### Texte fourni
Belgique

Ces « indemnités spéciales » de plusieurs milliers d’euros dont bénéficient des députés, en marge de leur pension et de leur indemnité de départ

Les indemnités de départ des parlementaires
Les indemnités de départ des parlementaires ©IPM Graphics

Un régime spécial plus favorable

La Chambre des représentants offre le régime spécial le plus favorable à ses élus, suivie du Parlement bruxellois, tandis que le Parlement de Wallonie et le Parlement de la Fédération Wallonie-Bruxelles ont réduit ces avantages depuis 2009.

Avec les « indemnités spéciales », le Parlement bruxellois octroie jusqu’à 449 000 euros d’indemnité de départ aux membres de son bureau pléthorique

À la Chambre, des indemnités de sortie complémentaires sont ainsi accordées “aux membres sortants, qui ont exercé une fonction spéciale maximum un an avant la fin de leur mandat”, comme nous précise le cabinet d’Eliane Tillieux, présidente de la Chambre. La durée d’octroi de cette indemnité spéciale se calcule comme pour l’indemnité de sortie classique (2 mois d’indemnité par année de mandat et maximum 24 mois).

Cette indemnité spéciale de sortie correspond à la rémunération supplémentaire déjà octroyée pour l’exercice de ces fonctions spéciales. Elle concerne potentiellement les 10 chefs de groupe, la présidente, les trois vice-présidents, les cinq autres membres du bureau et les présidents de commission permanentes. Les montants alloués, nous précise la présidence de la Chambre, ont tous été soumis récemment à une diminution de 5 % à 20 %.

### Jeu de données
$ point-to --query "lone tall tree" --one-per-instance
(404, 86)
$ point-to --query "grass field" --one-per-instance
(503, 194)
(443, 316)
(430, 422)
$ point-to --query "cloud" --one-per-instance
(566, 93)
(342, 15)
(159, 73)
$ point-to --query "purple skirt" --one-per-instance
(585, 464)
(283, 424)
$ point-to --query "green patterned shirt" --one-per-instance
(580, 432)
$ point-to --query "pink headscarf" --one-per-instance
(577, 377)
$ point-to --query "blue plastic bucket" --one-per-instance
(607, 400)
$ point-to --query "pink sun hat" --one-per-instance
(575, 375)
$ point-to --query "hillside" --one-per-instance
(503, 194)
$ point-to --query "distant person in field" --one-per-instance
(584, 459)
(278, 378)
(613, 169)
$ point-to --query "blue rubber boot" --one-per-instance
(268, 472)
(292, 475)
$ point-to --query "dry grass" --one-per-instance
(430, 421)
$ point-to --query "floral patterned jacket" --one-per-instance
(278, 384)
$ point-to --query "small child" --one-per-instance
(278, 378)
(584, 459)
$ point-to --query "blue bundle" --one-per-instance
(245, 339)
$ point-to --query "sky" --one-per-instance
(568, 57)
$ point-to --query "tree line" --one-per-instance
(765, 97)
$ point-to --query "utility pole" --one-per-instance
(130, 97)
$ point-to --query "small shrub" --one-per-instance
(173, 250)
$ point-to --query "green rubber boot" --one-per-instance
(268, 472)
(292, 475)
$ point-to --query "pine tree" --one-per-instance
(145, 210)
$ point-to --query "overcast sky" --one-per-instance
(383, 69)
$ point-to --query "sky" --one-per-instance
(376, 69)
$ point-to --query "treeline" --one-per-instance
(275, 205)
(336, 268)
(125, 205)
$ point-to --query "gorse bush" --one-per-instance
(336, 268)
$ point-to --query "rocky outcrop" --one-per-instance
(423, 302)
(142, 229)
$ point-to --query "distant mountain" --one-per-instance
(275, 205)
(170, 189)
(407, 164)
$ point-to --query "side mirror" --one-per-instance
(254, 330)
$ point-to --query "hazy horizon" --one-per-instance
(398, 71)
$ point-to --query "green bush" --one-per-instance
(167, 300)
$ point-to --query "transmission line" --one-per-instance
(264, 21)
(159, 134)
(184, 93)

### Consigne
Répondez à ces questions sur l'article consacré aux indemnités spéciales des députés :
(a) Quelle assemblée offre le régime spécial le plus favorable à ses élus ?
(b) À la Chambre, quelle est la durée maximale de l'indemnité de sortie classique ?
(c) Selon la présidence de la Chambre, de combien les montants alloués ont-ils été récemment diminués ?
Les entrées n'ont aucun rôle à jouer ici.

### Réponse
(a) La Chambre des représentants.
(b) 24 mois.
(c) De 5 % à 20 %.